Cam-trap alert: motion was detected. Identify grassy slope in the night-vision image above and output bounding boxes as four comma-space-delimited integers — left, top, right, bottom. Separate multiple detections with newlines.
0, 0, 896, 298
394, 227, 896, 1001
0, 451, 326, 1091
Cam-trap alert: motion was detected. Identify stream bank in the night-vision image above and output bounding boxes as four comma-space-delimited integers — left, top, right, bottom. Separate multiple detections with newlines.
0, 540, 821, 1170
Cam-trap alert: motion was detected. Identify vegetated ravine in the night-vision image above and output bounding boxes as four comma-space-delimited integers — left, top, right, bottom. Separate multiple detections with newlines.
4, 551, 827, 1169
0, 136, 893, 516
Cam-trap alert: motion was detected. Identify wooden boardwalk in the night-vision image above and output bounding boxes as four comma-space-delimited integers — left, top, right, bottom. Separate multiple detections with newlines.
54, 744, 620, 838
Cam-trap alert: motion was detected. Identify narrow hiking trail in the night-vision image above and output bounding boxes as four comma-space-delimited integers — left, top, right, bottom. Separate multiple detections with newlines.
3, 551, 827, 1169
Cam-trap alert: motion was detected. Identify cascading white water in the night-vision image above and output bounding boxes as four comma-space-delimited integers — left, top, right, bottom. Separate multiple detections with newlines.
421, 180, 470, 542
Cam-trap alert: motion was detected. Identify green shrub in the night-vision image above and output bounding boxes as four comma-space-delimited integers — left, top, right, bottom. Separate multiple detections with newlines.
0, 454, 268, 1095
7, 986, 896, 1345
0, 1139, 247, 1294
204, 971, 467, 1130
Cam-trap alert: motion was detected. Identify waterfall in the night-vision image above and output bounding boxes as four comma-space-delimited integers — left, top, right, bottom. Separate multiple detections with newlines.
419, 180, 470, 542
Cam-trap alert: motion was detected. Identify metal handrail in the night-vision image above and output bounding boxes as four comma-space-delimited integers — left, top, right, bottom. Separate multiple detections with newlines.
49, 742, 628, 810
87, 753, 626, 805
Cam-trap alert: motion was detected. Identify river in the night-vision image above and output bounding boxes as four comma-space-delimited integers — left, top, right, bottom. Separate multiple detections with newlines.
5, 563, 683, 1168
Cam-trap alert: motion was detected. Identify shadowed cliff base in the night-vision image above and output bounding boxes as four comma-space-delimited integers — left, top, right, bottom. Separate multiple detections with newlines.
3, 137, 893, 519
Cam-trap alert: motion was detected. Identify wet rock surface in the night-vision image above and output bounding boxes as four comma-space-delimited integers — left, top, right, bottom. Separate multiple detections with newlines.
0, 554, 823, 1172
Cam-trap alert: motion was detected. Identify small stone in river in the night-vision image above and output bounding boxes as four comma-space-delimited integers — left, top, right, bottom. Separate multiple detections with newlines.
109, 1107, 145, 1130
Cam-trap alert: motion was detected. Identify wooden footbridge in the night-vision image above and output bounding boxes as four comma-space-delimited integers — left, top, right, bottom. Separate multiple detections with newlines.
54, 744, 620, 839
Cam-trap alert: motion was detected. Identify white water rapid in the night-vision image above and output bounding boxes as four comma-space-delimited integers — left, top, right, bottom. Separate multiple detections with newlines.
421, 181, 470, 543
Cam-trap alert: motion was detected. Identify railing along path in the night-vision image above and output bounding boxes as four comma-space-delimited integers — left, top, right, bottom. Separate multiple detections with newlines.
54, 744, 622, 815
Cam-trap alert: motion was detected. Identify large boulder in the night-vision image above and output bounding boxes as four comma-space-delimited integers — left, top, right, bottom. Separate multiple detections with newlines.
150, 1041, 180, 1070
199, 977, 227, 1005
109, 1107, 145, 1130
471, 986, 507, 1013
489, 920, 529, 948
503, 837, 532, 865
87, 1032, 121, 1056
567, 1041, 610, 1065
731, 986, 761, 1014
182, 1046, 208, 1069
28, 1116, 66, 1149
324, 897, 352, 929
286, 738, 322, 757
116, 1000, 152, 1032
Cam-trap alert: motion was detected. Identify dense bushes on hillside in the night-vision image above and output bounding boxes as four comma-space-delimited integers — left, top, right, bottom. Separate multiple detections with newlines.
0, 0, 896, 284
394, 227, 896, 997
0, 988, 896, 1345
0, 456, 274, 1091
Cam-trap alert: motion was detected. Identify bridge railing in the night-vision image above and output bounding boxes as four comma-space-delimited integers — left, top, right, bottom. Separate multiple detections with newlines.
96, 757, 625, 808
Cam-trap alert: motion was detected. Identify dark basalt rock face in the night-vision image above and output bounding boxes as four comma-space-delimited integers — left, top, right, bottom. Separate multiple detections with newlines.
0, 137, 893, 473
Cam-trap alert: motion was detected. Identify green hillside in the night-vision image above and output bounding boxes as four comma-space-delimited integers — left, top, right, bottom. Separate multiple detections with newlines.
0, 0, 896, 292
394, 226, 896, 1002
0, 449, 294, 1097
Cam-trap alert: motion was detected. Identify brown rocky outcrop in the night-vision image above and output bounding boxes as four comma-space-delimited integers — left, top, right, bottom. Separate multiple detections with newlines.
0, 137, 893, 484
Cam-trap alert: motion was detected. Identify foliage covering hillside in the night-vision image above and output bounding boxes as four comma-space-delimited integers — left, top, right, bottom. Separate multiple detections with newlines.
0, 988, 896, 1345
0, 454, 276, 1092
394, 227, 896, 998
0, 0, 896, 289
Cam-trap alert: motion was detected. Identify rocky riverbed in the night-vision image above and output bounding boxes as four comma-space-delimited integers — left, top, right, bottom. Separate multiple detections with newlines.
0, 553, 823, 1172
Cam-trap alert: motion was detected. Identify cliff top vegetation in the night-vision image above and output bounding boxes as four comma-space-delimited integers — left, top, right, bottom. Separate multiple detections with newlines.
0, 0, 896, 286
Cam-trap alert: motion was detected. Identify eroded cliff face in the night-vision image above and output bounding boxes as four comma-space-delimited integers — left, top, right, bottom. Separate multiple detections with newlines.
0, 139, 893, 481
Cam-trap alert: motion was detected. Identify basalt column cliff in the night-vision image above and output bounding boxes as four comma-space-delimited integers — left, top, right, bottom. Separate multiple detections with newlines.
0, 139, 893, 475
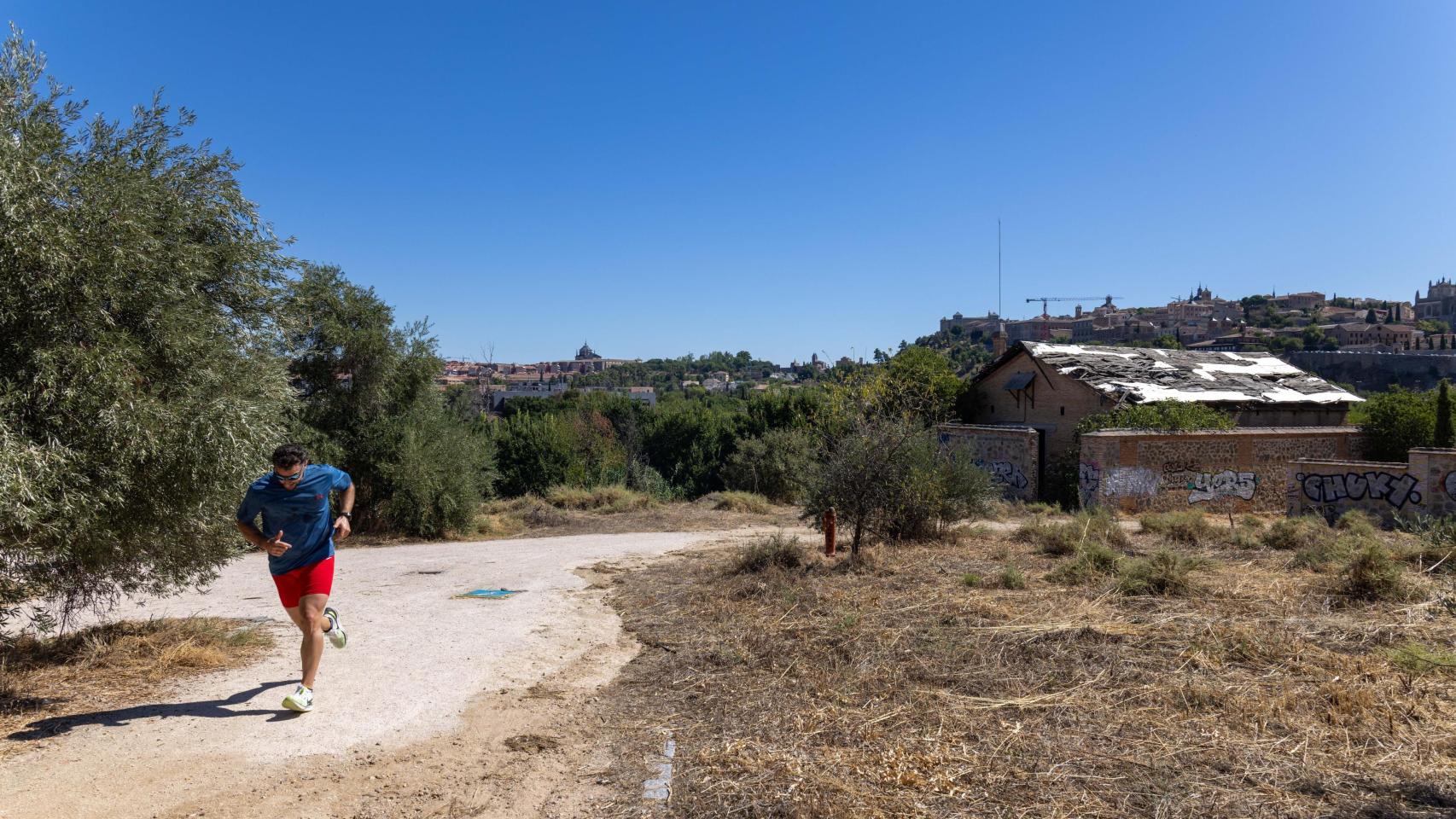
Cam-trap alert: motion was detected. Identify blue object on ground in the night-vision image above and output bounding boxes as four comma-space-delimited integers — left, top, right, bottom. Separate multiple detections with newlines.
456, 590, 524, 600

====

▸ **Task details**
Render the lines that open with the one containing "Cam-trap alert: motion was detected. Identify river" and close with the one containing "3, 137, 893, 519" as a JSON list of strings, one string per line, with blank lines omitted.

▸ **Final answer**
[
  "Cam-trap alert: motion was detected. Identify river in the night-vision image above and output bounding boxes as four comma-space-delimited integers — left, top, right, bottom. Separate multiple detections with newlines.",
  "5, 563, 683, 1168",
  "Cam-trap alert: motion was detected. Identify shadowed cliff base in the night-vision image above and output bounding boxes as four comma-space-delimited integers — left, top, right, bottom. Separate multiple detections with newlines.",
  "3, 137, 893, 519"
]